* What you will do
Nothing but the lines holding the string "coordinates" should appear in the answer. Copy them from the entries.

* Dataset entries
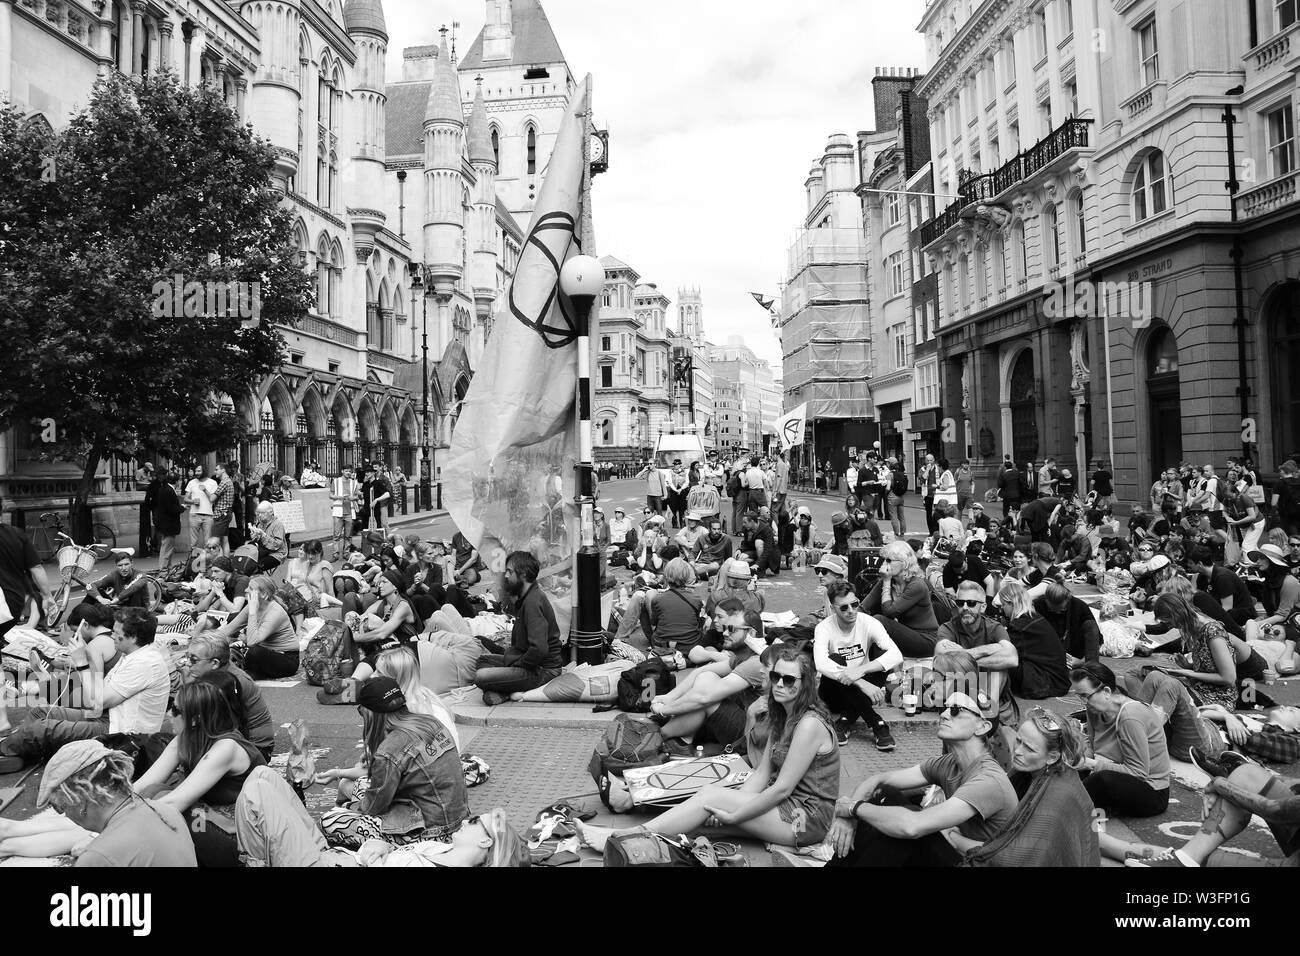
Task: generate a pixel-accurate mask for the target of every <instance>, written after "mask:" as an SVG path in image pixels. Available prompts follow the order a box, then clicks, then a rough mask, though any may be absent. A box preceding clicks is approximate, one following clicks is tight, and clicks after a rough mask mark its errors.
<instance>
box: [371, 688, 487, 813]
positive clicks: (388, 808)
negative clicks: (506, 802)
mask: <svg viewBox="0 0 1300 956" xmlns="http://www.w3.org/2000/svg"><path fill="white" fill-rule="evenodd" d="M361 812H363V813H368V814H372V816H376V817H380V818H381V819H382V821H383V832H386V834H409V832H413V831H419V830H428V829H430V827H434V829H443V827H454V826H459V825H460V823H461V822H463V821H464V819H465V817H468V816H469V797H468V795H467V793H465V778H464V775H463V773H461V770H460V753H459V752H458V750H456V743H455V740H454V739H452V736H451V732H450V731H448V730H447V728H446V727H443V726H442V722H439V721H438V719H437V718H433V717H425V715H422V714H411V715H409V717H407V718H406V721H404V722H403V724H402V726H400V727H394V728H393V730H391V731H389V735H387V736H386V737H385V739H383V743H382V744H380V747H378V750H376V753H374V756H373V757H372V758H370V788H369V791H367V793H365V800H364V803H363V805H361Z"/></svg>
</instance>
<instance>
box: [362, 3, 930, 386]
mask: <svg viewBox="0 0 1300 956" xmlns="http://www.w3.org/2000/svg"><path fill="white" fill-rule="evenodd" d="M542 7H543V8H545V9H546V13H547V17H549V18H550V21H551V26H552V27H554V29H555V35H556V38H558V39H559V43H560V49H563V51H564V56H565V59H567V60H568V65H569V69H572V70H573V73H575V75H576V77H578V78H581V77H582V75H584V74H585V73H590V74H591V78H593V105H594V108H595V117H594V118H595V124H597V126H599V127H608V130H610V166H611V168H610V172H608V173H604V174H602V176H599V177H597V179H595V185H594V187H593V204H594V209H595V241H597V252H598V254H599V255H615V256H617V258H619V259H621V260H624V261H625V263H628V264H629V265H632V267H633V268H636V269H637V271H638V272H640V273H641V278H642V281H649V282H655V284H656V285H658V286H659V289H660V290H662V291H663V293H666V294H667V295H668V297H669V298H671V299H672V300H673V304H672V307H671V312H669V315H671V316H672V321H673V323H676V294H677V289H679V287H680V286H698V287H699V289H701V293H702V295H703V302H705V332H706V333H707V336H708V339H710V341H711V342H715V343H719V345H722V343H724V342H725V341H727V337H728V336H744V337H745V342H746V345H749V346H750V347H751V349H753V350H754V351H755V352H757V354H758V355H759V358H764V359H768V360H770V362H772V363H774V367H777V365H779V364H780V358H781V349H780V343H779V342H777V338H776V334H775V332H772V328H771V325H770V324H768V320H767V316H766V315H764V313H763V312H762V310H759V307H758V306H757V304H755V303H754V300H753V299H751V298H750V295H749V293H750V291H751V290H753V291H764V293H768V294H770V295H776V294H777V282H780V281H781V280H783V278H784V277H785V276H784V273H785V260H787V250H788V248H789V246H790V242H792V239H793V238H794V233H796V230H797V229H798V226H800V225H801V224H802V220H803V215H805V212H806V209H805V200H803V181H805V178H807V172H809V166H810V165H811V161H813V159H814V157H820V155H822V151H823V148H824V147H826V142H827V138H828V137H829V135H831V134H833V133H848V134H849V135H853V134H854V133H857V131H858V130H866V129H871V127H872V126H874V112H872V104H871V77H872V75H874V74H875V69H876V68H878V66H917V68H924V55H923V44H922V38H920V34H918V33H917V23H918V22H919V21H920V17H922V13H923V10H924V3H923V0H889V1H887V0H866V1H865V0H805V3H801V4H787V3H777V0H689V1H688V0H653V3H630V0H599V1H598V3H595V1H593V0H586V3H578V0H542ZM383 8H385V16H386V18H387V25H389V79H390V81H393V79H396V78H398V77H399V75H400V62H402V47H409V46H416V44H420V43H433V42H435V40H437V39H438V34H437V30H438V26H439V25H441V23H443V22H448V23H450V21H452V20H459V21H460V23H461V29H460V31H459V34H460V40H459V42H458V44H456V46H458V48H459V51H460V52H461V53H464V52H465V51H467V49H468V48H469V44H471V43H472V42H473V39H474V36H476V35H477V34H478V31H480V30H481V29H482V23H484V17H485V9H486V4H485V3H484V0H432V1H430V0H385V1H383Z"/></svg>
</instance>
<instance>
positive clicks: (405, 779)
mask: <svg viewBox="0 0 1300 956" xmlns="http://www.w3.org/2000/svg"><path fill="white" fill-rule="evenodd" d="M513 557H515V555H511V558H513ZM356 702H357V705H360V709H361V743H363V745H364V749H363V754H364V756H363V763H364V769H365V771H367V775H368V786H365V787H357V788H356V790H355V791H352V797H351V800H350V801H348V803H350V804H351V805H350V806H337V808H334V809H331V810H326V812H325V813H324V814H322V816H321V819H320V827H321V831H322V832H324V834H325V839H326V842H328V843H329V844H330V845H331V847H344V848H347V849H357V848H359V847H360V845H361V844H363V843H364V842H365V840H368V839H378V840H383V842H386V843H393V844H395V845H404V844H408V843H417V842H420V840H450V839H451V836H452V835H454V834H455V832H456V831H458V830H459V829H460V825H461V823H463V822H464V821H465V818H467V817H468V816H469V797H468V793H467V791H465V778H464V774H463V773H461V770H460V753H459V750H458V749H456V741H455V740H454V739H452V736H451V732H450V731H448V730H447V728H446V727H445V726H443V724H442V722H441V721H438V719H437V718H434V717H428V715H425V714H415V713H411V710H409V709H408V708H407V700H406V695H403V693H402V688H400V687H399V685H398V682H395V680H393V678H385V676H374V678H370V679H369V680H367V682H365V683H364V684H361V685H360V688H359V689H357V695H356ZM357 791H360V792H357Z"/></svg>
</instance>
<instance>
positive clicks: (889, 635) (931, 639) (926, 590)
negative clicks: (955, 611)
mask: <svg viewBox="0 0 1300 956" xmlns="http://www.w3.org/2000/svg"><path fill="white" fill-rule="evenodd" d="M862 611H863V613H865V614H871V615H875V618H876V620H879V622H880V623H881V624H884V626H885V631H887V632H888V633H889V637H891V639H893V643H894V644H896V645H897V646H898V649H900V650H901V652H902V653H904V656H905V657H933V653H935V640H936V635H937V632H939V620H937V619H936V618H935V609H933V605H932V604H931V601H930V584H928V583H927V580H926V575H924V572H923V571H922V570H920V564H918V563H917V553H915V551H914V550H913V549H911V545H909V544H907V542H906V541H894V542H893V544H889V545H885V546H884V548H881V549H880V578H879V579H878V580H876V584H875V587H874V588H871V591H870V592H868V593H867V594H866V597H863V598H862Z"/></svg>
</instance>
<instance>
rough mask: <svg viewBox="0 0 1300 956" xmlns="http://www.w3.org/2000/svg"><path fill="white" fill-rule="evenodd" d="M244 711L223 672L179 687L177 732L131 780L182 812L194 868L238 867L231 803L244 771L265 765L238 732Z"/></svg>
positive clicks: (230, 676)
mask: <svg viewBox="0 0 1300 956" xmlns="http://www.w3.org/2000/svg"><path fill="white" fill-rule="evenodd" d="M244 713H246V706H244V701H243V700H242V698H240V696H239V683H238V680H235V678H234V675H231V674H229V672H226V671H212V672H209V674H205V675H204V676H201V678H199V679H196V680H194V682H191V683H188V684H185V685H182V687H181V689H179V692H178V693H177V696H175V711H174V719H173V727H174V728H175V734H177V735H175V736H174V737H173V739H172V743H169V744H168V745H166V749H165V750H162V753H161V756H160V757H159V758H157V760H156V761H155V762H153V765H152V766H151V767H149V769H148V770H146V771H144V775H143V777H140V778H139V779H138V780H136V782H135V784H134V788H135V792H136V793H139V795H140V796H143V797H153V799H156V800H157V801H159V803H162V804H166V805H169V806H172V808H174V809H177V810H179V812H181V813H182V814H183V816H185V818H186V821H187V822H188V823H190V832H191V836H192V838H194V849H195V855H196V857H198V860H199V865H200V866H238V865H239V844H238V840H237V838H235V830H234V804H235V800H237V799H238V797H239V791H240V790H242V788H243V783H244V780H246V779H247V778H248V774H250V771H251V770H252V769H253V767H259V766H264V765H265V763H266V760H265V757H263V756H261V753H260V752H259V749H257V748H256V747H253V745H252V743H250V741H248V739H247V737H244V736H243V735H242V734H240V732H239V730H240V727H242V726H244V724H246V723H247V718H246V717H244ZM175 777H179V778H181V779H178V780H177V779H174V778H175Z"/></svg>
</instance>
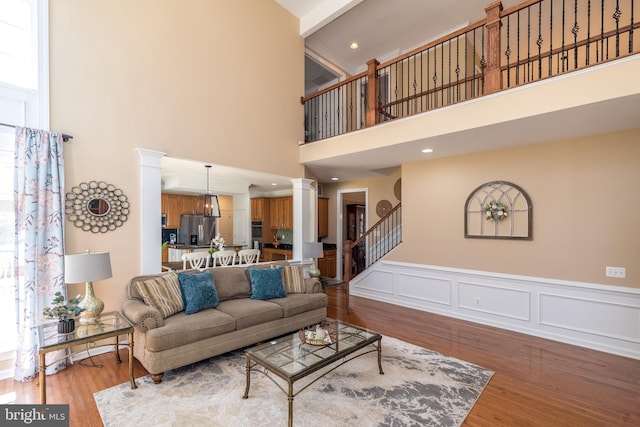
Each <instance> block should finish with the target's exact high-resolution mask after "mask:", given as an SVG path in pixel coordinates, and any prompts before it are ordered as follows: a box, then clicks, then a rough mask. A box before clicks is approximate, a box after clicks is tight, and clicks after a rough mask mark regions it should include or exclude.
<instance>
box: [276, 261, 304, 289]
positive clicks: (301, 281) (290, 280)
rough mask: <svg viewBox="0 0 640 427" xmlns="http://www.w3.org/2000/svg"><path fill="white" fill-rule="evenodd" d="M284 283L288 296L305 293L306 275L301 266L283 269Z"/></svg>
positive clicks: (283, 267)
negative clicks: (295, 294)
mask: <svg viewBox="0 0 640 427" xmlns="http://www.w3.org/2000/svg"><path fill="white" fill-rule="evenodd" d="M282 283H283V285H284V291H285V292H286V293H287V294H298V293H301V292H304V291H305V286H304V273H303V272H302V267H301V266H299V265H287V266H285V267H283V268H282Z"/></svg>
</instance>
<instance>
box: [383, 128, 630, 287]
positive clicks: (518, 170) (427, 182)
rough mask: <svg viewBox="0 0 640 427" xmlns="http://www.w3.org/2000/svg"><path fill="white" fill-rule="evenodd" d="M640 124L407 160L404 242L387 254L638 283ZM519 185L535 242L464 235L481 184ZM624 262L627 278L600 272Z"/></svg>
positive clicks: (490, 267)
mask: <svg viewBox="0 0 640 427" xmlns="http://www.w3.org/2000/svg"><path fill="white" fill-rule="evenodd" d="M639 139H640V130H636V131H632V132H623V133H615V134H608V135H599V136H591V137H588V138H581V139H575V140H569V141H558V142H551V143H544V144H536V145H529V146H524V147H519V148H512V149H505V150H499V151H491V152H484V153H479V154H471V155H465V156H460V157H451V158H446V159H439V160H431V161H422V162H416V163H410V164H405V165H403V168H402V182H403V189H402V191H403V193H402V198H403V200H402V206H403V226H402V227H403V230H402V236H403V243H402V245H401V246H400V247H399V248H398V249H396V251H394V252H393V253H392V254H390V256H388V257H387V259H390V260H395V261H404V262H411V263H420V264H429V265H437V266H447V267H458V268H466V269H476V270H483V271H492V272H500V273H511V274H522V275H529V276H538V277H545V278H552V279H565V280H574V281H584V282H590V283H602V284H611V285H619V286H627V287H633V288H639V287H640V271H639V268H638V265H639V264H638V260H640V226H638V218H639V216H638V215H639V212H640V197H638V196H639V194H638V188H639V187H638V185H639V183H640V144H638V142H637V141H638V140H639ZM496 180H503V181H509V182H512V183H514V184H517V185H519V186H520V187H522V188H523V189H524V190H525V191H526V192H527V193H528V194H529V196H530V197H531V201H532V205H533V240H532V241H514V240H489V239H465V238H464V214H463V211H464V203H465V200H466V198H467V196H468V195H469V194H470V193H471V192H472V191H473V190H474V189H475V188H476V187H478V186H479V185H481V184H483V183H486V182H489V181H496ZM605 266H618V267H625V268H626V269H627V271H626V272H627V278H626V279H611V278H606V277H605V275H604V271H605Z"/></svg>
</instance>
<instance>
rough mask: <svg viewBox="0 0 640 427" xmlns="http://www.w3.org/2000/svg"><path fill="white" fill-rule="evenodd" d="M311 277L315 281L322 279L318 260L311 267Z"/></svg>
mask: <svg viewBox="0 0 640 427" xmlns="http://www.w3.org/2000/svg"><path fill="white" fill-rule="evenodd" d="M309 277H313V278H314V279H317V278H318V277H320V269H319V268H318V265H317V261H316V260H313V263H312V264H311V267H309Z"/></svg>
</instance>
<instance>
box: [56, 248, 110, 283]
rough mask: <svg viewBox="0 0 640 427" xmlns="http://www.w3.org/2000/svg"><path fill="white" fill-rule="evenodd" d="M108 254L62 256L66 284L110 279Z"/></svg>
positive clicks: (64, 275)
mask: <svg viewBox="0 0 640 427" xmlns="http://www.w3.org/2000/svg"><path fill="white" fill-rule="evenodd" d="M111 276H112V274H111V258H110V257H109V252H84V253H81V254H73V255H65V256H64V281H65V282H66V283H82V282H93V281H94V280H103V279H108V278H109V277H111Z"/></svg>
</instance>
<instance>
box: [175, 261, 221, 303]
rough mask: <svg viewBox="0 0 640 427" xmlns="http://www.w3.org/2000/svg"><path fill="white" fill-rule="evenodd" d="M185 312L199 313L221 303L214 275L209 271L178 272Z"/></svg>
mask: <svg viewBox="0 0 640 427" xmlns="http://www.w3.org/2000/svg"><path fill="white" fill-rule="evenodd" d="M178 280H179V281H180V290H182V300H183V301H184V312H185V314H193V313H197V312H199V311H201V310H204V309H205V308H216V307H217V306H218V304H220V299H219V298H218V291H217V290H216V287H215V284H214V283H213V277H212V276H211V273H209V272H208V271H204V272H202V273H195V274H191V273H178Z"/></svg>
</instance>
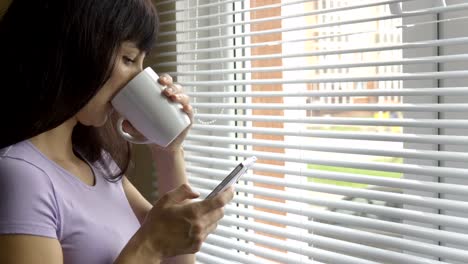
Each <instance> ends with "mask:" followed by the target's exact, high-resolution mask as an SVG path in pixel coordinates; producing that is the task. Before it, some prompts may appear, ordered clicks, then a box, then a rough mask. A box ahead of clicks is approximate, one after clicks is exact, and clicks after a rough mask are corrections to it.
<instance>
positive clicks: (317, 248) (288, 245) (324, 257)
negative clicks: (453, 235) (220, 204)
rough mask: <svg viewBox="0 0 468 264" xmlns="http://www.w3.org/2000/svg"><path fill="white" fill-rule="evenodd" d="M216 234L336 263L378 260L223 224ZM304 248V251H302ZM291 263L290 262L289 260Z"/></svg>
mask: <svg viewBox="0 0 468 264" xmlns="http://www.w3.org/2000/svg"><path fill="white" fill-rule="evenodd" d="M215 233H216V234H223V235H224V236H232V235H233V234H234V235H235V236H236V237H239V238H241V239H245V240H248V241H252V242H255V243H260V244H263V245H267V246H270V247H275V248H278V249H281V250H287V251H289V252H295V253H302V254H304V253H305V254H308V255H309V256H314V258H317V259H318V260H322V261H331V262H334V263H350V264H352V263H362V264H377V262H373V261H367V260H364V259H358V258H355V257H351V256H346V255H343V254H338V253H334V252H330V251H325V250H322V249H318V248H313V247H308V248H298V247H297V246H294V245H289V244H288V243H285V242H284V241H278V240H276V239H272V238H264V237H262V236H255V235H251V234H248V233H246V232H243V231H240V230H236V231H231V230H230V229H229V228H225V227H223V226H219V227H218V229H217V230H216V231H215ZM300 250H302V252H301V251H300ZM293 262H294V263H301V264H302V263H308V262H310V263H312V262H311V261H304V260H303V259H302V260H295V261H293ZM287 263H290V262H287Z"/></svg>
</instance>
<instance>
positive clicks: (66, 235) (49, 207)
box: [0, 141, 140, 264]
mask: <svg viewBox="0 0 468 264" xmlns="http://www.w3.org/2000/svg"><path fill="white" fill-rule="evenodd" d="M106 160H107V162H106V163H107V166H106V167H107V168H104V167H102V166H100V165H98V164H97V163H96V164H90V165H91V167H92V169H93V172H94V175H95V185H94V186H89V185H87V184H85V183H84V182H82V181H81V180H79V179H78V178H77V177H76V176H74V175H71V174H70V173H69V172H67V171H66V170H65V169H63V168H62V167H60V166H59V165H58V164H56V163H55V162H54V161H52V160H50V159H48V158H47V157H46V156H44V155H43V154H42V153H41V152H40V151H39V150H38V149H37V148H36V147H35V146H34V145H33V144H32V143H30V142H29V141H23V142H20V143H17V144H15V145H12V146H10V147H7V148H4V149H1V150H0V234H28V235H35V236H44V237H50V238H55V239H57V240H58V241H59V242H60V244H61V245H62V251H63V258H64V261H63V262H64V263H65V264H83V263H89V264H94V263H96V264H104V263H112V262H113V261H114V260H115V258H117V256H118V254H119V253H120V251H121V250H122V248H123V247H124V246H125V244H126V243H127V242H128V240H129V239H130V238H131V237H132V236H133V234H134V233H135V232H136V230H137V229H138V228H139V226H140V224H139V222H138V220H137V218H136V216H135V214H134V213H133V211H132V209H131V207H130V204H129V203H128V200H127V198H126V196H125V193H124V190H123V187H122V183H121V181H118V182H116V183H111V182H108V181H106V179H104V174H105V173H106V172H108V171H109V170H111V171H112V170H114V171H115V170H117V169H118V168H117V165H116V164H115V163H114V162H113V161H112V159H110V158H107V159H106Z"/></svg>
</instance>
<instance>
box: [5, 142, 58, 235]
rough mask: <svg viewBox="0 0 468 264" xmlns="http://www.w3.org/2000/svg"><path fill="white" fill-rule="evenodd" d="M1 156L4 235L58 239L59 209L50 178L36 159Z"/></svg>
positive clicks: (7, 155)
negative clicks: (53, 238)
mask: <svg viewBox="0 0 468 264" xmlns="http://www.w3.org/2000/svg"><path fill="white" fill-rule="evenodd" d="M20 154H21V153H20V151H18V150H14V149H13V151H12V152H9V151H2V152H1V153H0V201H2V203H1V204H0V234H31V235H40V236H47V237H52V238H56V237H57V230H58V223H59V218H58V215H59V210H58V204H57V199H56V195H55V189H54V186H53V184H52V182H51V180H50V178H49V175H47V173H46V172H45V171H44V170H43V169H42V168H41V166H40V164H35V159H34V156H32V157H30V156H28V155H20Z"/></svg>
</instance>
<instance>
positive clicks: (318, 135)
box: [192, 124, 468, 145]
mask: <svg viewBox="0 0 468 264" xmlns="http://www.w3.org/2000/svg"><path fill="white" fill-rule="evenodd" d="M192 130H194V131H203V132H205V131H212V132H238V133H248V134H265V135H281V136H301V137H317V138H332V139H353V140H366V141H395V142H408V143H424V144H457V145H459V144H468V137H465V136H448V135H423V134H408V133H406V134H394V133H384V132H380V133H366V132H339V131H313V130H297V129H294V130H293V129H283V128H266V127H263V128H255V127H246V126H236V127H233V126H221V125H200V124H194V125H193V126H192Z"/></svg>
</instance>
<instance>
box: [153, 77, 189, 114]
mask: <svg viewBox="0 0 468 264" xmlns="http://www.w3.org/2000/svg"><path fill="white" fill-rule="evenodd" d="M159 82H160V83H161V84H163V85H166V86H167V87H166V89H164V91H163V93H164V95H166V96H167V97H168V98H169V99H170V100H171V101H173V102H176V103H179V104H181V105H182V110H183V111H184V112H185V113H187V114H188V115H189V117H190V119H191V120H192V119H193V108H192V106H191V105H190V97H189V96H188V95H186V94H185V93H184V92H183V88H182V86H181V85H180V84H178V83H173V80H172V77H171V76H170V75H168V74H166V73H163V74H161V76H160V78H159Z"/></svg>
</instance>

* Written solution
Each <instance> block should finish with the target's exact high-resolution mask after "mask:", given as an SVG path in pixel coordinates, and any prompts before it are ordered as follows: a box, then clicks, then a rough mask. A box before clicks is approximate, a box after clicks is tight, and clicks after a rough mask mark regions it should include or exclude.
Each <instance> ends with "mask:" followed by the target's exact, high-resolution mask as an SVG path in pixel coordinates; producing that is the task. Before it, some prompts may appear, ordered clicks, then a box, then a rough mask. A box ahead of clicks is approximate, one after clicks is exact, and clicks after a rough mask are corrections to it.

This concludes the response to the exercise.